▸ DATA:
┌──

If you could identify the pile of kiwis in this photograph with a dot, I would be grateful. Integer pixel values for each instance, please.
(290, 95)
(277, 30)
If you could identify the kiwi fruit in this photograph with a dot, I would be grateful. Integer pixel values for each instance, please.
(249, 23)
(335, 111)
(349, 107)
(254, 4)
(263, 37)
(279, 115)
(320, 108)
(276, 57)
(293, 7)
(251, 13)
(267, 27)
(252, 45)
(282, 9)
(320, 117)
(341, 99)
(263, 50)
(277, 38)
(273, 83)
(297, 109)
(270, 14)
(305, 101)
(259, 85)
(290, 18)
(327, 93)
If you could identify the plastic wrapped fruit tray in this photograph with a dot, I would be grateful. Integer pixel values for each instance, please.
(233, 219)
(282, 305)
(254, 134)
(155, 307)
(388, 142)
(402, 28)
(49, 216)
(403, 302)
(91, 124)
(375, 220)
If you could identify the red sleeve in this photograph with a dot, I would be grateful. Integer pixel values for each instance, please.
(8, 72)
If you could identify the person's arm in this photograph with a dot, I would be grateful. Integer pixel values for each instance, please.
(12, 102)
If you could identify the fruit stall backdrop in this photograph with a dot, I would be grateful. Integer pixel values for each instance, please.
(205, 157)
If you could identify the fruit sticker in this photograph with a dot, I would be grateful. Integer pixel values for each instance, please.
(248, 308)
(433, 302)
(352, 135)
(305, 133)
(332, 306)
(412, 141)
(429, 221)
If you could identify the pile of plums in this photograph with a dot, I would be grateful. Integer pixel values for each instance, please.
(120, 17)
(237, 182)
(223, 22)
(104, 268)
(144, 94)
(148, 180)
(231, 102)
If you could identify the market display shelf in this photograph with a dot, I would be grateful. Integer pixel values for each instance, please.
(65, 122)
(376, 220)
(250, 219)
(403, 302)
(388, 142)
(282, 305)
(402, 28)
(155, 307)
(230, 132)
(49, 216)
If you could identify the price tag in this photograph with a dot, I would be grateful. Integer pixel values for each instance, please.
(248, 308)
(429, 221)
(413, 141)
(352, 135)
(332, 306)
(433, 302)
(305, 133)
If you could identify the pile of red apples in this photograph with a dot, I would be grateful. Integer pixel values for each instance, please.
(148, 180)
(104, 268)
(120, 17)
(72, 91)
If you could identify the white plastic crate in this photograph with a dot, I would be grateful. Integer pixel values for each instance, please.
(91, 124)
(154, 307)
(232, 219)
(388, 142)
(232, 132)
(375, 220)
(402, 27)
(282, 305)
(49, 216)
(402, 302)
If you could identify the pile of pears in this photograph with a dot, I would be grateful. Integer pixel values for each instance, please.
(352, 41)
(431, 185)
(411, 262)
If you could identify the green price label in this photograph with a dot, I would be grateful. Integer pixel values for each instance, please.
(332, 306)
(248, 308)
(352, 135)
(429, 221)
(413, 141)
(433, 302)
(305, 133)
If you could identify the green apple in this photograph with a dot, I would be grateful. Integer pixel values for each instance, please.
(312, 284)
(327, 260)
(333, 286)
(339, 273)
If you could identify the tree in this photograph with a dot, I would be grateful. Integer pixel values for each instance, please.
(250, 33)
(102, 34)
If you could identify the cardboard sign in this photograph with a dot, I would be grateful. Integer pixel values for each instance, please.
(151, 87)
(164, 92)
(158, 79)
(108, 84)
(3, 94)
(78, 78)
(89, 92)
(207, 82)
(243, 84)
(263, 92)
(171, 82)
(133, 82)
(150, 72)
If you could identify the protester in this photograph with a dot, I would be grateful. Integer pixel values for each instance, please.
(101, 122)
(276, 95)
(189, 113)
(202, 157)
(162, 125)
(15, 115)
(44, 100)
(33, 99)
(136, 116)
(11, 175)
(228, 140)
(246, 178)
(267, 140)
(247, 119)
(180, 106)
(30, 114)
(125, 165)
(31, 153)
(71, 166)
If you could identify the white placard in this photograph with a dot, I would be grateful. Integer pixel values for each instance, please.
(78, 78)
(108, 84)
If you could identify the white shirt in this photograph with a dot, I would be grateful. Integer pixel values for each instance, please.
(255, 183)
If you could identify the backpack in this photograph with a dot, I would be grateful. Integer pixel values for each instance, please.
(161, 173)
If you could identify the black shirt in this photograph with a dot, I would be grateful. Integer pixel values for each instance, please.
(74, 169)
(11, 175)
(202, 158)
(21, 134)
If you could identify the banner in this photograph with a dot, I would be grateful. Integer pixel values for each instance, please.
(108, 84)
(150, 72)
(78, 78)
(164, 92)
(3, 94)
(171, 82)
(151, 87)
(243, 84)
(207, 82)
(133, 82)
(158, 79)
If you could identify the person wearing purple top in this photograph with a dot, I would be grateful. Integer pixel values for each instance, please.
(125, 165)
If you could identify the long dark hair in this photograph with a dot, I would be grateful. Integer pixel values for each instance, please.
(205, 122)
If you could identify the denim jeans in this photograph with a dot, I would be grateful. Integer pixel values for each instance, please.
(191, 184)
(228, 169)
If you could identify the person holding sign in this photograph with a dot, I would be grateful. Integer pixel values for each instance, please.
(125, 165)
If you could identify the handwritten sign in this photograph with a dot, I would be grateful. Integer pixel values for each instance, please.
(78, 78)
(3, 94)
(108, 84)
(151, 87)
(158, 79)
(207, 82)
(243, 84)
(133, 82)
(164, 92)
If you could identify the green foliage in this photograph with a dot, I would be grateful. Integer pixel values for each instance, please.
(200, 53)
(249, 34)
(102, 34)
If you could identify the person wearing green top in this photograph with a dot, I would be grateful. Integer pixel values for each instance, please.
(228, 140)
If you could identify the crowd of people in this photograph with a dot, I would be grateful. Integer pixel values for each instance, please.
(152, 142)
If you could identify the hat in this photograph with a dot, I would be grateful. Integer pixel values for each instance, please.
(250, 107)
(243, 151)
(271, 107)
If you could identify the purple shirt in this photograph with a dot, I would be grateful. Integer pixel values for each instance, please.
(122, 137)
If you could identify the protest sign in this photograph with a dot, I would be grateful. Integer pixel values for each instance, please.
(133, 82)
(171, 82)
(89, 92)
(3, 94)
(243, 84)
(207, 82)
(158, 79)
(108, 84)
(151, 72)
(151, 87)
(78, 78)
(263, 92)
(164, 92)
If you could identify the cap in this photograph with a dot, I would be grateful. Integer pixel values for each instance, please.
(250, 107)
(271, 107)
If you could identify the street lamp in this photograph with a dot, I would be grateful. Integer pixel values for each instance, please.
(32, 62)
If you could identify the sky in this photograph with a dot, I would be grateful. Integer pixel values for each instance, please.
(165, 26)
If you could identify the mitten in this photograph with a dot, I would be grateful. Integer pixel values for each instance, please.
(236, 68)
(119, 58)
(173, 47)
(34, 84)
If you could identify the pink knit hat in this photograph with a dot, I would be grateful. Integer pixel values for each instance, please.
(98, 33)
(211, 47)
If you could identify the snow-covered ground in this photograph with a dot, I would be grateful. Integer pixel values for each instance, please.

└──

▸ GOAL:
Restate the data above word for word.

▸ RESULT FOR THIS EXERCISE:
If you could identify the pile of kiwis in this photograph with a dot, I would be grateful. Integer pixel values for each instance, please.
(290, 95)
(277, 30)
If you could identify the kiwi fruit in this photograph with a dot, I would be grateful. Integer pixel values for each instance, please.
(249, 23)
(335, 111)
(349, 107)
(254, 4)
(263, 37)
(279, 115)
(320, 108)
(276, 57)
(293, 7)
(251, 13)
(267, 27)
(252, 45)
(282, 9)
(320, 117)
(341, 99)
(263, 50)
(277, 38)
(273, 83)
(297, 109)
(270, 14)
(305, 101)
(259, 85)
(290, 18)
(327, 93)
If you could identify the plastic wrapped fruit tray in this photograph with a dot, I would be grateful. Integer pixel values for each instance, please.
(233, 219)
(282, 305)
(254, 134)
(155, 307)
(388, 142)
(402, 28)
(49, 216)
(403, 302)
(91, 124)
(375, 220)
If you could identify the red sleeve in this photograph with a dot, I would be grateful. Integer pixel values for each instance, please.
(8, 72)
If you could identify the person's arm in this photograph with a dot, I would be grateful. Integer pixel values for each instance, please.
(12, 102)
If you could identify the fruit stall backdrop in this photograph with a dot, I would be grateful. Integer pixel values for each instance, please.
(205, 157)
If you could identify the fruit sticker in this photograph with a dot, I would be grateful. Integer pixel values for each instance, please.
(248, 308)
(433, 302)
(352, 135)
(305, 133)
(332, 306)
(412, 141)
(429, 221)
If you could identify the pile of plums in this photograph with a dot, I would be grateful. Integer pixel values for each instance, please.
(120, 17)
(237, 182)
(223, 22)
(104, 268)
(144, 94)
(148, 180)
(231, 102)
If you could identify the market display shelf in this photograph with a dot, I would be grateful. Integer pixel values for each instance, please.
(65, 122)
(376, 220)
(250, 219)
(403, 302)
(388, 142)
(282, 305)
(402, 28)
(155, 307)
(230, 132)
(49, 216)
If you could identify the price tag in this photograph with a dot, I would be grateful. Integer pixel values for each instance, please.
(248, 308)
(429, 221)
(413, 141)
(352, 135)
(332, 306)
(433, 302)
(305, 133)
If you could identify the pile of red apples in this photograph with a dot, I would be grateful. Integer pixel values for each instance, please.
(148, 180)
(104, 268)
(120, 17)
(72, 91)
If you could identify the white plastic crate in this photograph with a dot, I would be grateful. Integer pixel values for each instance, please.
(91, 124)
(154, 307)
(232, 219)
(388, 142)
(232, 132)
(375, 220)
(402, 27)
(282, 305)
(49, 216)
(402, 302)
If you could identify the pile of pears in this photograph with a dot, I would be grateful. Integer pixel values for each instance, please.
(352, 41)
(431, 185)
(411, 262)
If you could identify the green price label in this photograph with a dot, I would be grateful. Integer pixel values for each instance, please.
(332, 306)
(248, 308)
(352, 135)
(429, 221)
(413, 141)
(433, 302)
(305, 133)
If you could identify the green apple in this photograph with a dot, I would be grateful. Integer pixel values for each instance, please.
(312, 284)
(327, 260)
(333, 286)
(339, 273)
If you could identify the tree in this photograph with a dot, I would be grateful. Integer pixel values for each instance, please.
(250, 33)
(102, 34)
If you could identify the cardboard sign in this photograph with a dot, I would be grateful. Integer pixel values for each instance, please.
(151, 87)
(164, 92)
(158, 79)
(108, 84)
(3, 94)
(78, 78)
(89, 92)
(207, 82)
(243, 84)
(263, 92)
(171, 82)
(133, 82)
(150, 72)
If you could identify the protester in this photograph with a dot, I would be grateful. Integer pixel values for each instance, please.
(101, 122)
(276, 95)
(189, 113)
(202, 157)
(162, 125)
(15, 115)
(44, 100)
(33, 99)
(136, 116)
(11, 175)
(228, 140)
(246, 178)
(267, 140)
(247, 119)
(180, 106)
(30, 114)
(125, 165)
(31, 153)
(71, 166)
If you could identify the white placard in this photograph with a dot, I would be grateful. Integer pixel values for each instance, please.
(78, 78)
(108, 84)
If you could identify the white shirt in this photograph with a dot, I would be grateful. Integer pixel values for each instance, please.
(255, 183)
If you could identify the backpack in this photograph with a dot, I would be grateful. Integer pixel values for each instance, please.
(161, 173)
If you could identify the black shirt in this photograph with a dot, I would be grateful. Integer pixel values for each instance, please.
(74, 169)
(11, 175)
(202, 158)
(21, 134)
If you could identify the banner in this photograph with a dot, I would be grateful. Integer pixel values for each instance, please.
(108, 84)
(150, 72)
(78, 78)
(164, 92)
(3, 94)
(171, 82)
(151, 87)
(243, 84)
(207, 82)
(133, 82)
(158, 79)
If you could identify the person wearing purple top in this photograph with a dot, I would be grateful. Integer pixel values for each instance, please.
(125, 165)
If you could identify the long dark hair in this photograph with a dot, I would be grateful. Integer pixel values for each instance, please.
(205, 122)
If you could identify the denim jeans in this photograph with a dot, I would be grateful. Integer pixel values for each instance, please.
(191, 184)
(228, 169)
If you could identify the person holding sign in this photograph with a dot, I would be grateful. Integer pixel values for each instance, please.
(125, 165)
If you could identify the handwritten sign in this photograph with a dot, I would be grateful. Integer pixel values for each instance, please.
(78, 78)
(3, 94)
(108, 84)
(151, 87)
(158, 79)
(207, 82)
(243, 84)
(133, 82)
(164, 92)
If you could identify the green foliage in this photograph with a dot, I would be grateful. Integer pixel values for each instance, please.
(200, 53)
(249, 34)
(102, 34)
If you could identify the person wearing green top in this photograph with a dot, I would be grateful. Integer pixel values for each instance, please.
(228, 140)
If you could identify the crowd of people in this photograph with a dot, I would be grateful. Integer pixel values for each instance, please.
(152, 142)
If you could identify the hat in this photograph with a dot, I would be grateful. Integer pixel values for each instance, please.
(250, 107)
(243, 151)
(271, 107)
If you could identify the purple shirt in this photograph with a dot, I would be grateful. Integer pixel values for each instance, please.
(122, 137)
If you could identify the protest sign in this photograph with a dot, I would be grateful. Integer pixel values for each instance, please.
(133, 82)
(171, 82)
(89, 92)
(3, 94)
(243, 84)
(207, 82)
(158, 79)
(108, 84)
(151, 72)
(151, 87)
(78, 78)
(263, 92)
(164, 92)
If you could identify the cap in this photograph with a dot, I would be grateful. Integer pixel values for each instance, please.
(250, 107)
(271, 107)
If you could identify the street lamp in this photograph with a dot, I would be grateful. Integer pixel values for each instance, please.
(32, 62)
If you could identify the sky in this photograph with a dot, I would be grateful. Integer pixel values for each instance, please.
(165, 26)
If you could identify the mitten in this photograph with a dot, I would be grateful. Integer pixel values for each instance, please.
(236, 68)
(119, 58)
(173, 47)
(34, 84)
If you could identify the pink knit hat in this photograph with a dot, I would be grateful. Integer pixel values for each instance, please.
(98, 33)
(211, 47)
If you could identify the snow-covered ground in this photograph with a dot, I would be grateful. Integer pixel values for each instance, please.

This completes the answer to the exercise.